83 tahun lalu (31/1/1926), Nahdlatul Ulama berdiri sebagai organisasi sosial keagamaan (jam`iyah diniyah ijtima`iyah). Kehadirannya saat itu memiliki beberapa tujuan pokok, di antaranya: Pertama, menahan laju purifikasi Islam yang digelorakan beberapa tokoh Wahabi Indonesia. Gerakan purifikasi itu dikeluhkan dan ditentang para kiai pesantren karena potensial merubuhkan jenis-jenis keislaman lokal nusantara. Bagi para kiai, tak ada Islam murni dan tak murni. Islam selalu berwatak lokal dan pribumi. Dengan memodifikasi pernyataan Junaid al-Baghdadi (w. 297 H.), para kiai berpendirian bahwa Islam itu warna-warni. La lawna lahu. Walawnuhu lawna ina’ihi. Yang menjadi perekat dari berbagai ekspresi keislaman itu, menurut para kiai, adalah nilai-nilai dasar dari agama itu (maqashid al-syari`at).

------------------------------

LATIHAN SINGKAT 1: Kutip persis semua baris catatan, dari baris yang memuat "Return the mask of every instance of the black" sampai baris yang memuat "POLYGON ((289 276, 295", termasuk kedua baris itu.
Teks dan catatan tidak saling berhubungan.

Satu blok data:
------------------------------

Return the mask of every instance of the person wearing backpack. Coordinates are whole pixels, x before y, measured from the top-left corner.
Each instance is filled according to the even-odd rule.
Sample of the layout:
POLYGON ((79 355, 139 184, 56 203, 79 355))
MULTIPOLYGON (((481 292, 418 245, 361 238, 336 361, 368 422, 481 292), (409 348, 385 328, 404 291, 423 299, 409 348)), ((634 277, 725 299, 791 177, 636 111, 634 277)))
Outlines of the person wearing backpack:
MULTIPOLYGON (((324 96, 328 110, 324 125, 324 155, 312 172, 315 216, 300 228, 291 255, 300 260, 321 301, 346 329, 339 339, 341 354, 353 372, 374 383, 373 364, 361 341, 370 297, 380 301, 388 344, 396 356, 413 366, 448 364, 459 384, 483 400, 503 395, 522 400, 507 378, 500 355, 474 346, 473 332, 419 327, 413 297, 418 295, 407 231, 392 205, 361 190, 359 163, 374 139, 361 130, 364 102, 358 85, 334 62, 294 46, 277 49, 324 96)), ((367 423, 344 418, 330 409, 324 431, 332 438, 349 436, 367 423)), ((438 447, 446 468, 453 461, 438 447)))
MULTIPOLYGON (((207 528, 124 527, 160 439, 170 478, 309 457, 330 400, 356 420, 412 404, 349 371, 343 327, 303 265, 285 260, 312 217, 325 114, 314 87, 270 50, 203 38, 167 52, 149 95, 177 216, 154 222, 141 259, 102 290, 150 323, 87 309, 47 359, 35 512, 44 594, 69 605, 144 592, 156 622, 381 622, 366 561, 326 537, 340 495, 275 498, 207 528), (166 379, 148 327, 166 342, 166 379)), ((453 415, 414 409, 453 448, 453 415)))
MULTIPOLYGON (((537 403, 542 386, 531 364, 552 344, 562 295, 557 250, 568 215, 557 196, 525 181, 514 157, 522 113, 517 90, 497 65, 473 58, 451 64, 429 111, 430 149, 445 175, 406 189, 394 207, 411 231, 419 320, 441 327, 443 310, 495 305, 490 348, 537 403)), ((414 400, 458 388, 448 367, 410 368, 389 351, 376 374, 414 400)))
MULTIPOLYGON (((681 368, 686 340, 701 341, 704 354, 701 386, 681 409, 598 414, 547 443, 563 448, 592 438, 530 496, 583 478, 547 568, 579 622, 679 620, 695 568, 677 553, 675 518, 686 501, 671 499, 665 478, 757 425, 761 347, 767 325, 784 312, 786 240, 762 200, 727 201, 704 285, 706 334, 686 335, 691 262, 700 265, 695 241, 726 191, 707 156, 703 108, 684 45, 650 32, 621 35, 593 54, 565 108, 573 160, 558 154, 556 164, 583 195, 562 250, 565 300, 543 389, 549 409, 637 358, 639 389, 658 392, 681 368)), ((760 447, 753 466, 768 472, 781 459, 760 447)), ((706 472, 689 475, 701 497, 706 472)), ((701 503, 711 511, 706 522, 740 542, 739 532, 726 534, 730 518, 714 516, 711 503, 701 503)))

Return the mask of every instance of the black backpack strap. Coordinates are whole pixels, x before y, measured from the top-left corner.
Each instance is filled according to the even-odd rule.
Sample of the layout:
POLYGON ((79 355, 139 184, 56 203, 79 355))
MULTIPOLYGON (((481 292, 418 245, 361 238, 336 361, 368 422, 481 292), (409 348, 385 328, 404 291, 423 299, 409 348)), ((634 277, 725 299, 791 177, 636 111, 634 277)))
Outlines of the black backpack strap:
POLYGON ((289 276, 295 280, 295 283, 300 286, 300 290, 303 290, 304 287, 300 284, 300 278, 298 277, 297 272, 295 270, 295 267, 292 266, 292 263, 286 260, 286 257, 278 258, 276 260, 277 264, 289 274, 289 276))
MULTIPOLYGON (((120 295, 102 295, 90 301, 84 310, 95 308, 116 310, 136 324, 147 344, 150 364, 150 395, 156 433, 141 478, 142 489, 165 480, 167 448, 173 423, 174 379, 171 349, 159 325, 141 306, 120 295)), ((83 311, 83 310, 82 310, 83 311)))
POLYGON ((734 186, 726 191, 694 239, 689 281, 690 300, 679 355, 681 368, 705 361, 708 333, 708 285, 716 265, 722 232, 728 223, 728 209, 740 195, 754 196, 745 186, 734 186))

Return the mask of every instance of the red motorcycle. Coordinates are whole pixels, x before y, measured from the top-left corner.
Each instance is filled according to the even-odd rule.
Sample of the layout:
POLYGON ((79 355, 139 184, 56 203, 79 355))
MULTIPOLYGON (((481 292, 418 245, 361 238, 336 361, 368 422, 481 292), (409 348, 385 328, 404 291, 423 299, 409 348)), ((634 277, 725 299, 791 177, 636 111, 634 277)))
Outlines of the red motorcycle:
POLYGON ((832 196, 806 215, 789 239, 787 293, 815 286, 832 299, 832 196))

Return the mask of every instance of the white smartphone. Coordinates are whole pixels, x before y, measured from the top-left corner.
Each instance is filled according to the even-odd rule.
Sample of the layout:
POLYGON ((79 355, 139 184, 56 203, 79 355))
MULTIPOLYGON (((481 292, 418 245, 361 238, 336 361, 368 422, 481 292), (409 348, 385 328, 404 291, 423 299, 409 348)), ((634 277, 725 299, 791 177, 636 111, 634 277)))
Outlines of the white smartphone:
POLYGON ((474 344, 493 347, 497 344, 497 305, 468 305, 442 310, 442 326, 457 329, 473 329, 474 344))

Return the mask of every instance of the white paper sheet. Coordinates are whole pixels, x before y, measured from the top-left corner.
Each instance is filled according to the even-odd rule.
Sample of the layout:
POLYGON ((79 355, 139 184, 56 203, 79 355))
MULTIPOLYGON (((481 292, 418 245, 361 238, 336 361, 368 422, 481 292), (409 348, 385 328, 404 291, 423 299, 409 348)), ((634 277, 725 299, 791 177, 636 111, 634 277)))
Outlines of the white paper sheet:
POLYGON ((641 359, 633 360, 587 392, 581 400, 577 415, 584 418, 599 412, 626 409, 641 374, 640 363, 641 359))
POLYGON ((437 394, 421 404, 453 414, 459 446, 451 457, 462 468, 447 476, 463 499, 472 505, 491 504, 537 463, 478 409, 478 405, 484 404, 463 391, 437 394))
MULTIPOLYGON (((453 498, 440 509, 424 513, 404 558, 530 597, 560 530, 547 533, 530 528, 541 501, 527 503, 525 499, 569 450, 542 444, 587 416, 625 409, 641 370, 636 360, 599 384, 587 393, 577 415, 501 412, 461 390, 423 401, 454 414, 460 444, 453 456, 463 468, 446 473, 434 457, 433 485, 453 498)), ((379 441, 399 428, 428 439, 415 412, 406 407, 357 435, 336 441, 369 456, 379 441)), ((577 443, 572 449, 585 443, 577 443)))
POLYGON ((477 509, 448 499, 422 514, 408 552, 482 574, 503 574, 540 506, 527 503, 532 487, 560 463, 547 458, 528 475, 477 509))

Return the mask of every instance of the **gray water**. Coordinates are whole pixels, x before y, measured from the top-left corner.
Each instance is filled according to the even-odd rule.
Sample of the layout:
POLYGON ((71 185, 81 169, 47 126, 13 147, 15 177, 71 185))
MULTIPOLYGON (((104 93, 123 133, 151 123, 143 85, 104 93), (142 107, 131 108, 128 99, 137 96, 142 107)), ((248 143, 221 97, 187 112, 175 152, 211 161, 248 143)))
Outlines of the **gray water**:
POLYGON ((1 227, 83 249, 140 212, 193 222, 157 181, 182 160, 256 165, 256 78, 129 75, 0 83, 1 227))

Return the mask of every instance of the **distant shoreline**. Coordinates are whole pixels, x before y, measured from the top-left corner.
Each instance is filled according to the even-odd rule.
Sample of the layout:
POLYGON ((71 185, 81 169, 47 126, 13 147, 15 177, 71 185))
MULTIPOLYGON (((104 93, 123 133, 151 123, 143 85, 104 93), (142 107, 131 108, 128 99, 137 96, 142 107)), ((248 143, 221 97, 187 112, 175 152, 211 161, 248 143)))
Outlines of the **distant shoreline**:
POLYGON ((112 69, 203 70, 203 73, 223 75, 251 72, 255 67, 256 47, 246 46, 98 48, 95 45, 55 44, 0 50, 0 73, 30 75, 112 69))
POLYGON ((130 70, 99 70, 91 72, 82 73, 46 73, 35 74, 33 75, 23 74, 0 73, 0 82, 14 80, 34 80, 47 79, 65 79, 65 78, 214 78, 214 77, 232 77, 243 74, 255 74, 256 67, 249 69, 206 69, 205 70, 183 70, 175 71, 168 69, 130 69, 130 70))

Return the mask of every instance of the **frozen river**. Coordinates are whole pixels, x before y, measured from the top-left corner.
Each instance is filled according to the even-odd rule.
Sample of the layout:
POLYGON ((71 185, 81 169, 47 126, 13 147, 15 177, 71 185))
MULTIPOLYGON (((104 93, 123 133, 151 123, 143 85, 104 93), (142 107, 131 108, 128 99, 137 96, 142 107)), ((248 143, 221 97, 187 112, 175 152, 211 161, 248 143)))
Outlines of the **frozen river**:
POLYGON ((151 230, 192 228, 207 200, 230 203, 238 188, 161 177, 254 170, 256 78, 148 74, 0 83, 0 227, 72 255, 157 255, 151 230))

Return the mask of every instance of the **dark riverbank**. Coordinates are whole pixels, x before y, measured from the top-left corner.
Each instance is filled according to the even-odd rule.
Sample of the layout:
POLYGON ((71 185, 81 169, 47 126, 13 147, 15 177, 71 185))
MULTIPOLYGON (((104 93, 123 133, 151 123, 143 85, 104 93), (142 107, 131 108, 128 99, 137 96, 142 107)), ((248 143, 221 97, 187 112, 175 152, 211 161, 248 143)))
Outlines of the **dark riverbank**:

------------------------------

LATIHAN SINGKAT 2: Menurut teks tentang Nahdlatul Ulama, pada tanggal berapa organisasi itu berdiri?

PEMBAHASAN JAWABAN 1:
Return the mask of every instance of the black backpack strap. Coordinates are whole pixels, x before y, measured from the top-left corner.
Each instance is filled according to the even-odd rule.
Sample of the layout:
POLYGON ((79 355, 139 184, 56 203, 79 355))
MULTIPOLYGON (((481 292, 418 245, 361 238, 336 361, 368 422, 481 292), (409 348, 385 328, 404 291, 423 299, 409 348)), ((634 277, 725 299, 791 177, 636 111, 634 277)))
Outlines of the black backpack strap:
POLYGON ((289 276, 295 280, 295 283, 300 286, 300 290, 303 290, 304 287, 300 284, 300 278, 298 277, 297 272, 295 270, 295 267, 292 266, 292 263, 286 260, 286 257, 278 258, 276 260, 277 264, 289 274, 289 276))

PEMBAHASAN JAWABAN 2: Pada 31 Januari 1926.